[Stored dataset items]
+===+

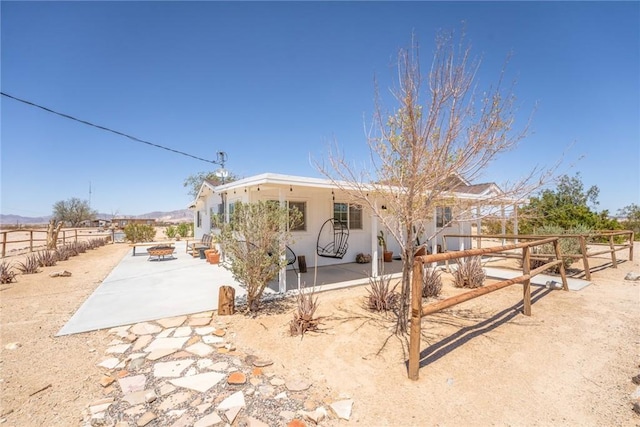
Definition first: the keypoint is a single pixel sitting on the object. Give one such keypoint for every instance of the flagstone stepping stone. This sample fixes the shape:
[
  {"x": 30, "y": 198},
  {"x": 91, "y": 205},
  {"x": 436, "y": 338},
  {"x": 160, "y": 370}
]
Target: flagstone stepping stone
[
  {"x": 171, "y": 369},
  {"x": 133, "y": 383},
  {"x": 172, "y": 322},
  {"x": 232, "y": 414},
  {"x": 200, "y": 382},
  {"x": 210, "y": 339},
  {"x": 174, "y": 400},
  {"x": 297, "y": 385},
  {"x": 160, "y": 353},
  {"x": 237, "y": 378},
  {"x": 205, "y": 330},
  {"x": 342, "y": 408},
  {"x": 184, "y": 331},
  {"x": 146, "y": 419},
  {"x": 208, "y": 420},
  {"x": 145, "y": 328},
  {"x": 109, "y": 363},
  {"x": 164, "y": 343},
  {"x": 202, "y": 321},
  {"x": 118, "y": 349},
  {"x": 200, "y": 349},
  {"x": 142, "y": 342},
  {"x": 235, "y": 400},
  {"x": 261, "y": 363}
]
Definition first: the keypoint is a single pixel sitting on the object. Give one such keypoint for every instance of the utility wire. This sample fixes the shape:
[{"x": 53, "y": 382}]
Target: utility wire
[{"x": 105, "y": 128}]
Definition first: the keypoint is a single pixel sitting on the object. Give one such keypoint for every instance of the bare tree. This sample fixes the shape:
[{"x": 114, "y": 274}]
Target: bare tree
[{"x": 439, "y": 131}]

+===+

• GOAL
Present the material above as a Markdown table with a Row column numbering each line and a Line column holding it, skipping any blank lines. Leave the pictures out.

• ANSWER
| Row | Line |
|---|---|
| 1 | Definition first: the keypoint is a single pixel sitting on the object. Give one such keypoint for every instance of the flagstone stepping stone. This sample fixes the shape: |
| 2 | [ |
| 3 |   {"x": 30, "y": 198}, |
| 4 |   {"x": 91, "y": 205}, |
| 5 |   {"x": 436, "y": 338}, |
| 6 |   {"x": 160, "y": 370} |
| 7 | ] |
| 8 | Target: flagstone stepping stone |
| 9 | [ |
| 10 |   {"x": 171, "y": 369}, |
| 11 |   {"x": 133, "y": 383}, |
| 12 |   {"x": 172, "y": 322}, |
| 13 |   {"x": 232, "y": 414}, |
| 14 |   {"x": 200, "y": 382}, |
| 15 |   {"x": 210, "y": 339}, |
| 16 |   {"x": 174, "y": 400}, |
| 17 |   {"x": 297, "y": 385}, |
| 18 |   {"x": 160, "y": 353}, |
| 19 |   {"x": 237, "y": 378}, |
| 20 |   {"x": 205, "y": 330}, |
| 21 |   {"x": 342, "y": 408}, |
| 22 |   {"x": 184, "y": 331}, |
| 23 |   {"x": 146, "y": 419}, |
| 24 |   {"x": 208, "y": 420}, |
| 25 |   {"x": 145, "y": 328}, |
| 26 |   {"x": 109, "y": 363}, |
| 27 |   {"x": 164, "y": 343}, |
| 28 |   {"x": 202, "y": 321}, |
| 29 |   {"x": 118, "y": 349}, |
| 30 |   {"x": 200, "y": 349}, |
| 31 |   {"x": 142, "y": 342}, |
| 32 |   {"x": 235, "y": 400}, |
| 33 |   {"x": 261, "y": 363} |
| 34 | ] |
| 35 | Definition first: the keypoint is a single pixel sitting on the object. Give one such keypoint for every instance of the utility wire. This sample fixes the shape: |
| 36 | [{"x": 53, "y": 382}] |
| 37 | Target: utility wire |
| 38 | [{"x": 105, "y": 128}] |
| 39 | Definition first: the keypoint is a single pixel sitting on the object. Give one such keypoint for every instance of the bare tree. This sample fixes the shape: |
| 40 | [{"x": 114, "y": 274}] |
| 41 | Target: bare tree |
| 42 | [{"x": 439, "y": 131}] |